### What you should do
Your task is to repeat all of the material exactly.

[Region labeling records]
▽

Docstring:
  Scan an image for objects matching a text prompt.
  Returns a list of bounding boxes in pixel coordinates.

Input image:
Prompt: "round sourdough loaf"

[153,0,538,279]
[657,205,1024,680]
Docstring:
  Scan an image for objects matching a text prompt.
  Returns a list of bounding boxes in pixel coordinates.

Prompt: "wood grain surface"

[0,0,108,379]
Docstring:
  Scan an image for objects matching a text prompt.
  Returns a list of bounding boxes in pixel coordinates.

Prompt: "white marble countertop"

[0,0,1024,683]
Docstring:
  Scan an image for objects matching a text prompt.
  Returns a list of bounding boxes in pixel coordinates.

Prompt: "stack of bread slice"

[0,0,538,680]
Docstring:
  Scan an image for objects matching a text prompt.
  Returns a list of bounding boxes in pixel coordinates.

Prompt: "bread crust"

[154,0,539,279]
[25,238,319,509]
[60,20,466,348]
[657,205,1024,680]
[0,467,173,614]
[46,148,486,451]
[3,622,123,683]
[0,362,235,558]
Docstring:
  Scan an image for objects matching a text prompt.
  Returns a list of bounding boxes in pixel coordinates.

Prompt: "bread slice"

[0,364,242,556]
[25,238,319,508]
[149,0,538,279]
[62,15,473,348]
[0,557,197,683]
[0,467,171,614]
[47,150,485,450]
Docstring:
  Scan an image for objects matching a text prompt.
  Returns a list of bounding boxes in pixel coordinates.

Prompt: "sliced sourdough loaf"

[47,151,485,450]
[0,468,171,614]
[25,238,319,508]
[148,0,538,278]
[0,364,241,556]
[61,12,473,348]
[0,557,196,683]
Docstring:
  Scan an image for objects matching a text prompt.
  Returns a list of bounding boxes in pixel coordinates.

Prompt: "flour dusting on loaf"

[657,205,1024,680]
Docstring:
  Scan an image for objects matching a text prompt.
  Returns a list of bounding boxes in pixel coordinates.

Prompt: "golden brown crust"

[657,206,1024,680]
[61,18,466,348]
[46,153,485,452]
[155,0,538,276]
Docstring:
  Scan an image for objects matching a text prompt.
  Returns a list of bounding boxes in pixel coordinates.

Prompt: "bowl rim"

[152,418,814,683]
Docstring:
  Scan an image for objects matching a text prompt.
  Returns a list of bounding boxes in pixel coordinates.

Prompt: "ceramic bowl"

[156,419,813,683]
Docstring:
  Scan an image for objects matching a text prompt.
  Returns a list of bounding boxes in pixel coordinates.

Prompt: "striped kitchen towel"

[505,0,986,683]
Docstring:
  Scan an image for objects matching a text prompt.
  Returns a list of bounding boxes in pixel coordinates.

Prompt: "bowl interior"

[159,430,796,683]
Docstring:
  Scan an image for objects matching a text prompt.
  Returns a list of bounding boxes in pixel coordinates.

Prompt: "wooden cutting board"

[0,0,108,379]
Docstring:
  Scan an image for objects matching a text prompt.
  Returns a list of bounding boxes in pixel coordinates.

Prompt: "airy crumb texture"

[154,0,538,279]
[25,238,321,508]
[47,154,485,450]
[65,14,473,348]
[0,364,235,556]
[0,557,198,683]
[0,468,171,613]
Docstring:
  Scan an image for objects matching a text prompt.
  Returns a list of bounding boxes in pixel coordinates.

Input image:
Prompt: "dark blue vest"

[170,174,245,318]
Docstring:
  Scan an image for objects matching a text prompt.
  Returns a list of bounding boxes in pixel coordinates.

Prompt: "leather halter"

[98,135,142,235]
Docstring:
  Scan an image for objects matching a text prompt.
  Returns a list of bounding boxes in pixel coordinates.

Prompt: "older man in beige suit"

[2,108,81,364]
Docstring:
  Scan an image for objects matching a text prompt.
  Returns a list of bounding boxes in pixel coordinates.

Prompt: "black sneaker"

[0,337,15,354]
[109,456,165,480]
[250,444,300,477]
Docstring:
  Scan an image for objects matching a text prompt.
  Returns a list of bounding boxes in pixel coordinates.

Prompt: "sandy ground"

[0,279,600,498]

△

### Task answer
Docstring:
  Scan an image for objects matching a text prompt.
  Returns a list of bounding boxes in pixel coordinates.

Input image:
Prompt: "round sourdough loaf"

[153,0,538,279]
[657,205,1024,680]
Docstring:
  Scan an image for objects matching a text prompt.
  Returns a list of bounding boxes in pixel coordinates.

Prompt: "wood grain surface"

[0,0,108,379]
Docstring:
  Scan an image for objects matching a text prompt.
  Returns a list of bounding boxes in pixel coordinates.

Prompt: "white marble countertop"

[0,0,1024,683]
Docstring:
  Scan an image for objects matching a text prompt.
  Returns a list of bounding boxes in pixel coordinates.

Prompt: "stack of bread slice"

[0,0,538,680]
Docstring:
  Scan an image for objects matching a text prompt.
  Returns a list of bounding boxes in pixel coordinates.

Prompt: "bread crust"

[154,0,539,279]
[25,238,319,509]
[60,20,466,348]
[657,205,1024,680]
[0,467,173,614]
[46,148,486,451]
[3,622,123,683]
[0,362,235,558]
Docstring:
  Scan an image for objects matching a text prompt.
  Returns a list of bounding boxes in pixel coordinates.

Prompt: "bread slice"

[0,364,242,556]
[25,238,319,508]
[149,0,538,279]
[62,15,473,348]
[0,557,197,683]
[0,467,171,614]
[47,150,485,450]
Docstring:
  Scan an image for objects matching a text prompt.
  Returns a list of bounding boxes in pixel coordinates.

Prompt: "sliced sourdough loaf"

[47,151,485,450]
[0,468,171,614]
[25,238,319,508]
[148,0,538,278]
[0,364,241,556]
[61,12,473,348]
[0,557,196,683]
Docstring:
  Scan an image for objects matching a text prompt.
  Returns a list of bounding boxes in pixel coordinates.

Prompt: "flour dusting on loaf"

[657,205,1024,680]
Docstring:
  Scan an image for objects matching a text prompt.
  Returns a list of bounding boxes in pixel coordinates.

Prompt: "golden brown crust"

[657,206,1024,680]
[61,18,466,348]
[46,153,485,452]
[155,0,538,276]
Docstring:
  Scan an image for objects matching a text prompt.
  Returns a list of bounding boxes in pixel coordinates.

Prompt: "bowl rim"

[152,418,814,683]
Docstring:
  Scan an image for objects matching a text prompt.
  Returns a list of bounding boxes in pixel coordinates.

Prompt: "ceramic bowl"

[156,419,813,683]
Docstring:
  Scan an image for objects matching a text prompt.
  Returns a list of bounding boxes in pixel coordinates.

Prompt: "striped kitchen towel"

[505,0,986,683]
Docstring:
  Scan an image for objects matching a text prompt.
  Returns a list of bounding boxes in pixel coordinates.

Prompt: "bowl interior"

[159,430,796,683]
Docstring:
  Scan an image for objects matching a text prompt.
  Returns a list of bounding boxes in pixel coordinates.

Prompt: "wooden cutting board"

[0,0,108,379]
Docstring:
  Scan an image for objects matching a text prompt.
  Returns a list of bounding boxes in pixel coordinates.

Prompt: "airy crumb texture"

[154,0,538,279]
[25,238,321,508]
[47,154,485,450]
[65,14,473,348]
[0,364,235,556]
[0,557,198,683]
[0,468,171,613]
Docstring:
  Scan an image for objects matching a text prompt.
  Returns a list of bounding boxes in pixel coordinates.

Input image:
Prompt: "dark blue vest"

[170,174,245,318]
Docstring:
  Scan an image for objects matching a text prompt.
  Returns a list of bounding boxes in pixel coordinates.

Prompt: "leather halter"

[98,135,142,235]
Docstring:
  Scan an image for objects matching a text prompt.
  Returns a list of bounding boxes in pixel coordinates.

Prompt: "older man in beige suit"

[2,108,81,364]
Docstring:
  Scan an image for objects matching a text prompt.
  Returns a list of bounding boxes in pixel coordinates.

Prompt: "black sneaker"

[0,337,15,354]
[109,456,165,480]
[250,444,300,477]
Docstring:
  Scan an image for objects matching a text prompt.
  Returns a list of bounding boxes in pixel coordinates.

Prompt: "sandy ground"

[0,279,600,498]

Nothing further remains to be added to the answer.